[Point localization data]
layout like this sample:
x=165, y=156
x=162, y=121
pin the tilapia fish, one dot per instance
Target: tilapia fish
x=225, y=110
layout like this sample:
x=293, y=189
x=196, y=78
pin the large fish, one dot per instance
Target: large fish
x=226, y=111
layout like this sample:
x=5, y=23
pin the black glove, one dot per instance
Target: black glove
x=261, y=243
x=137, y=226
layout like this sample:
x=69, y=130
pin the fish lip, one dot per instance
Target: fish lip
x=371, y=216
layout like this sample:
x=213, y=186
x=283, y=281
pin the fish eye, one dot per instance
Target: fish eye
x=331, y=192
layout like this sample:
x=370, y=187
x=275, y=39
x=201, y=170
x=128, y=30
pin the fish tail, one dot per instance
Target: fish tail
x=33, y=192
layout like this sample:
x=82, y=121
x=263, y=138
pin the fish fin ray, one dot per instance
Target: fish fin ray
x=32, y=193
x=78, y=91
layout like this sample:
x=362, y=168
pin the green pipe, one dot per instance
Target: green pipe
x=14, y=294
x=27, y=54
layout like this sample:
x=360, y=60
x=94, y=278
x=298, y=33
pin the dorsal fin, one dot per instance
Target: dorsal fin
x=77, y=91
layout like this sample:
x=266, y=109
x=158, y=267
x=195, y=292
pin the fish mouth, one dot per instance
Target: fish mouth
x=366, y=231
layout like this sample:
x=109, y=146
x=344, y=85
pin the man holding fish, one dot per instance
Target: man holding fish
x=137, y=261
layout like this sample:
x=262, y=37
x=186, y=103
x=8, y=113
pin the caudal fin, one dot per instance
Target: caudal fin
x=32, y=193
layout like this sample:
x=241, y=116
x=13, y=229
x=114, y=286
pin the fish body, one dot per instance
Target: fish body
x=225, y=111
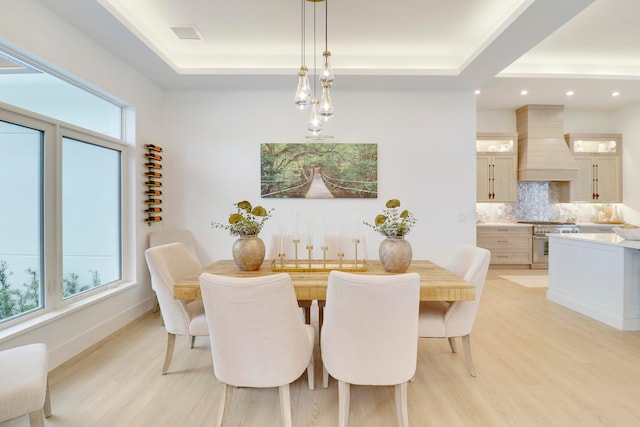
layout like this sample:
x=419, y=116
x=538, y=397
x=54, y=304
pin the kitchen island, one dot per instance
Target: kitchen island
x=597, y=275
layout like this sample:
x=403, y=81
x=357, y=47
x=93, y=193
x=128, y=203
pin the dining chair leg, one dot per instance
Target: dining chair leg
x=285, y=405
x=452, y=344
x=36, y=419
x=225, y=403
x=311, y=373
x=401, y=405
x=343, y=403
x=466, y=344
x=171, y=343
x=325, y=377
x=47, y=401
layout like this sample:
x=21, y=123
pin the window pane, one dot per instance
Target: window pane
x=91, y=225
x=21, y=265
x=27, y=87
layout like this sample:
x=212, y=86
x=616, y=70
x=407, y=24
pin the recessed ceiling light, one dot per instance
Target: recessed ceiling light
x=190, y=32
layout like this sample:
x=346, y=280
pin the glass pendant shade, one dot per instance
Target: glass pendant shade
x=315, y=124
x=326, y=105
x=326, y=76
x=303, y=91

PROBLEM TO SOLVE →
Omit the pictures and write out the remaining data exactly.

WORKED SOLUTION →
layout like this sample:
x=165, y=156
x=162, y=121
pin the tilapia fish, one dot per instance
Target: tilapia fish
x=225, y=110
layout like this sample:
x=293, y=189
x=196, y=78
pin the large fish, one dot per instance
Target: large fish
x=226, y=111
layout like this sample:
x=5, y=23
pin the black glove, one dot per instance
Target: black glove
x=261, y=243
x=137, y=226
layout like this sample:
x=69, y=130
pin the fish lip, one dot per instance
Target: fish lip
x=371, y=216
layout like this sample:
x=213, y=186
x=283, y=281
pin the fish eye, one dot per instance
Target: fish eye
x=331, y=192
layout like this sample:
x=370, y=187
x=275, y=39
x=201, y=170
x=128, y=30
pin the fish tail, one dot per instance
Target: fish tail
x=33, y=192
layout like this sample:
x=82, y=121
x=263, y=138
pin the fish fin ray, one dot per instance
Target: fish fin ray
x=32, y=193
x=78, y=91
layout like this sample:
x=362, y=168
pin the green pipe, one dot per instance
Target: green pipe
x=14, y=294
x=27, y=54
layout like this sample:
x=360, y=60
x=94, y=278
x=298, y=33
pin the dorsal fin, one dot per instance
Target: dorsal fin
x=77, y=91
layout like this sample:
x=266, y=109
x=158, y=267
x=195, y=292
pin the fish mouth, one dot per instance
Target: fish mouth
x=366, y=231
layout like this sample:
x=109, y=146
x=344, y=85
pin the man holding fish, one dot per instance
Target: man holding fish
x=137, y=261
layout like this sample:
x=262, y=37
x=186, y=103
x=8, y=113
pin the caudal fin, one dot per instance
Target: caudal fin
x=32, y=193
layout like this sample:
x=241, y=116
x=13, y=229
x=114, y=286
pin the fish body, one dot per instance
Target: fish body
x=225, y=111
layout like this sample:
x=419, y=116
x=538, y=397
x=54, y=304
pin the kitchen island, one dot per instance
Target: kitchen island
x=597, y=275
layout like this sample:
x=403, y=81
x=357, y=47
x=93, y=193
x=128, y=203
pin the dining chair leg, one dot per instance
Target: dining chair leg
x=285, y=405
x=452, y=344
x=36, y=419
x=225, y=403
x=311, y=373
x=401, y=405
x=343, y=403
x=466, y=344
x=171, y=343
x=325, y=377
x=47, y=401
layout like this sample:
x=21, y=123
pin the window pane, one dot per instance
Target: window pane
x=91, y=225
x=21, y=265
x=27, y=87
layout like this sample:
x=212, y=86
x=616, y=70
x=407, y=24
pin the recessed ceiling light, one dot per instance
Target: recessed ceiling light
x=190, y=32
layout like this sample:
x=346, y=280
pin the glass pendant shade, one dot per instance
Target: glass pendant shade
x=315, y=124
x=326, y=105
x=326, y=76
x=303, y=91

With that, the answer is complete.